Dataset excerpt
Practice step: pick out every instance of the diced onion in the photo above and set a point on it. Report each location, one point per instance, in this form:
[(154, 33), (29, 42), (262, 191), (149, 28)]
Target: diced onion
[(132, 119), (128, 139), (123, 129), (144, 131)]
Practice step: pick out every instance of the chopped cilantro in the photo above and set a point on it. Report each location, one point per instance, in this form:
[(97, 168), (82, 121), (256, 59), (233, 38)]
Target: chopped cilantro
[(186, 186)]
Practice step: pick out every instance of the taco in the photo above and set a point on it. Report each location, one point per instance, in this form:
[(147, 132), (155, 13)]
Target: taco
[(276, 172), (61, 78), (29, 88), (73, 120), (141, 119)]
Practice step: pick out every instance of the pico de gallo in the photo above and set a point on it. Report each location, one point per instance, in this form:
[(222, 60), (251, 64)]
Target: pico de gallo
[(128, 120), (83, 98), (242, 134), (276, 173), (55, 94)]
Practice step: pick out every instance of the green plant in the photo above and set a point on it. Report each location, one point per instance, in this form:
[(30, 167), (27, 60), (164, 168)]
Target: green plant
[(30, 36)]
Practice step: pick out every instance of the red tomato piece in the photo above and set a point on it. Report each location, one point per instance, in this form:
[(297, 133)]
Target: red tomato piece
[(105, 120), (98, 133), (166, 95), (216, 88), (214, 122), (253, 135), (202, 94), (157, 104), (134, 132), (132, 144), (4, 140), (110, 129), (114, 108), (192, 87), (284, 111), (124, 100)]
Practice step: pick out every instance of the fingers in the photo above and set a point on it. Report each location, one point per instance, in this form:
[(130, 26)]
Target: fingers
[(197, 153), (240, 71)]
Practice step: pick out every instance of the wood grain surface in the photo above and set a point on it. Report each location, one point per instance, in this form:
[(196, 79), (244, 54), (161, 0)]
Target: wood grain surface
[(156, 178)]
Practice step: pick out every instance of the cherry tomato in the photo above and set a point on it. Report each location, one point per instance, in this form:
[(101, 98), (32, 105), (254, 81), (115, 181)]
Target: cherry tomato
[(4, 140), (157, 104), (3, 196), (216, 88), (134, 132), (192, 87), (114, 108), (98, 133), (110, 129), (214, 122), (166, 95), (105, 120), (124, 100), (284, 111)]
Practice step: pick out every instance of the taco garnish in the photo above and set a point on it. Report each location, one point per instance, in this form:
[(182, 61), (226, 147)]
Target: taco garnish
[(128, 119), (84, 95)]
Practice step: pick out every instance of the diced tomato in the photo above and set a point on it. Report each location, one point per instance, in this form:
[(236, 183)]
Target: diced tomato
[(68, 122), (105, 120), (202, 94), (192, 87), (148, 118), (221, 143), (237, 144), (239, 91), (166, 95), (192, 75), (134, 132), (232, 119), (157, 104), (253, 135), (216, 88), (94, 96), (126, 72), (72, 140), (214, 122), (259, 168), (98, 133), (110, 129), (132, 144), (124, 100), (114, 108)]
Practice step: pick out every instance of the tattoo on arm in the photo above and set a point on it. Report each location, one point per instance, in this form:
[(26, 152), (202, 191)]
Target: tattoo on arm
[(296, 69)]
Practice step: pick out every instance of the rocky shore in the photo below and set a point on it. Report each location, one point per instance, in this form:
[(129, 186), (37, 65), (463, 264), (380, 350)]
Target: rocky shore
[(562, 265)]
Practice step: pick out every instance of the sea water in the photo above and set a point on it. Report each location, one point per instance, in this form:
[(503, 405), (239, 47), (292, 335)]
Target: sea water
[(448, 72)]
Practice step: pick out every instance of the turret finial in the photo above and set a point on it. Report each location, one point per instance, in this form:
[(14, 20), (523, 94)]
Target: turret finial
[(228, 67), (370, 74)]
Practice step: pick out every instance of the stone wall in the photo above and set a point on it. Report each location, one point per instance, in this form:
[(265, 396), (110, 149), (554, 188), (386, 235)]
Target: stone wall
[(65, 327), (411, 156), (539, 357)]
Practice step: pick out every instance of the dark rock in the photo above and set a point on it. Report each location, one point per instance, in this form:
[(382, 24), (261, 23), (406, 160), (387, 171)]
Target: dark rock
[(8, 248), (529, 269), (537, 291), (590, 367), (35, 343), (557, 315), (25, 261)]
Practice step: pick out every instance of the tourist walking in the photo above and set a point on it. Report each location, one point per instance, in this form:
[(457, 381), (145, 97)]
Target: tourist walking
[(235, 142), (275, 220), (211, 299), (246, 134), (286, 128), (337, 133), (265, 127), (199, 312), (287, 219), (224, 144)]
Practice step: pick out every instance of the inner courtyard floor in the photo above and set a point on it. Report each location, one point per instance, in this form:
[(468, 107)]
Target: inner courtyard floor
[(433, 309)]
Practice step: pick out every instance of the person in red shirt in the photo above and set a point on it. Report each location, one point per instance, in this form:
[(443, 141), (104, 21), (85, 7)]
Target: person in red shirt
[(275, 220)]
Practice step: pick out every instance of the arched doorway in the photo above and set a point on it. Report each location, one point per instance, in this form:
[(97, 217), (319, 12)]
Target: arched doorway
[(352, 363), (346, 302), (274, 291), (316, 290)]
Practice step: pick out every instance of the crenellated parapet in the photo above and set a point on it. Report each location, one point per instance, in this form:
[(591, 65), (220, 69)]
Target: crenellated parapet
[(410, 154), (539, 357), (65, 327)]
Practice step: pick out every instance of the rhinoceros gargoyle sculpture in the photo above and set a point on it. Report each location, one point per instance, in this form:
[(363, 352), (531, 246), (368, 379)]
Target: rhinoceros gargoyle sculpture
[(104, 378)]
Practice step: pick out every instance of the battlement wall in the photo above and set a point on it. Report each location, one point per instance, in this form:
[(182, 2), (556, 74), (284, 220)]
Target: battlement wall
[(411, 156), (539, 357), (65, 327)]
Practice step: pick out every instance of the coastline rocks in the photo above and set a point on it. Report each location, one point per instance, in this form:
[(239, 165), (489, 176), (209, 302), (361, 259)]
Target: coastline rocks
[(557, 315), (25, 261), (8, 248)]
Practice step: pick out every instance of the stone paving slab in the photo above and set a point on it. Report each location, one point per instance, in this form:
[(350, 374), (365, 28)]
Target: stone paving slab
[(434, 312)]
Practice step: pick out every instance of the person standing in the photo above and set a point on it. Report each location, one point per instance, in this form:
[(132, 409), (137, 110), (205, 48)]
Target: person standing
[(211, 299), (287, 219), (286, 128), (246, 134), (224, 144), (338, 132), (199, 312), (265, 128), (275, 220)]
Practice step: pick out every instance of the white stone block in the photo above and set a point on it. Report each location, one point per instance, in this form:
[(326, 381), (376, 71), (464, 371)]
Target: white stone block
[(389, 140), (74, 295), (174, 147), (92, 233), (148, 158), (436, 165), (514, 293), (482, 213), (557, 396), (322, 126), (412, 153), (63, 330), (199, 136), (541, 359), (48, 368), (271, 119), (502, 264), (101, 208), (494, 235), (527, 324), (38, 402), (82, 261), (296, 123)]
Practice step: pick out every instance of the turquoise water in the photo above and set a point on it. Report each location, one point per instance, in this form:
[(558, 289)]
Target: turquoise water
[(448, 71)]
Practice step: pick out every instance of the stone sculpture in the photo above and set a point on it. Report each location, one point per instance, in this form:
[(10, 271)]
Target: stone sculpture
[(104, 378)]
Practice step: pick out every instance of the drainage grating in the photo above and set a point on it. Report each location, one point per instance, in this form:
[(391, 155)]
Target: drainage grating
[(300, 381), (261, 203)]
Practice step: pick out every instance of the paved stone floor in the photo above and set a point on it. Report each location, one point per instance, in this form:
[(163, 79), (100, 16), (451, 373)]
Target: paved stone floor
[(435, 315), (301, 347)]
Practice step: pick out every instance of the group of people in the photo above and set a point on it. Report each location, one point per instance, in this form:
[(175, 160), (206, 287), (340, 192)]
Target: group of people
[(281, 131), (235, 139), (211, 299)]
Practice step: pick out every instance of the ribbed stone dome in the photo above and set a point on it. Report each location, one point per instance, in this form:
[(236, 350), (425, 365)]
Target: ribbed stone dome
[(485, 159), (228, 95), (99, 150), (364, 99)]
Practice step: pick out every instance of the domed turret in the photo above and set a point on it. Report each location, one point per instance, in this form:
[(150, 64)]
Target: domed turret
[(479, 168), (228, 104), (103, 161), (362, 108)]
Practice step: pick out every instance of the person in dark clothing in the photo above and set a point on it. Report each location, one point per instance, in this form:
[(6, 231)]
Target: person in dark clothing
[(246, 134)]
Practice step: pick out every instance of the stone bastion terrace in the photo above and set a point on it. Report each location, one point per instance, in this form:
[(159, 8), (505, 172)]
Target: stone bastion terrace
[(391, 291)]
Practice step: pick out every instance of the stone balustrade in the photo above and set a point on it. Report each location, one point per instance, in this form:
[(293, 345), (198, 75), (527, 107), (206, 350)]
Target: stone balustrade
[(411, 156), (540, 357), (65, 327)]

--- TASK TO CARRY OUT ---
Can you give the records again from the start through the line containing "[(132, 119), (128, 139), (123, 129), (144, 131)]", swapping "diced onion" for "minced onion" and keeping everything else the same?

--- TASK RESULT ---
Practice step: pick out every instance of the minced onion in the photo above and set a point on it. Report each location, one point per instance, in this form:
[(154, 33), (29, 42), (262, 191), (149, 28)]
Target: minced onion
[(132, 119), (128, 139), (123, 129), (144, 131)]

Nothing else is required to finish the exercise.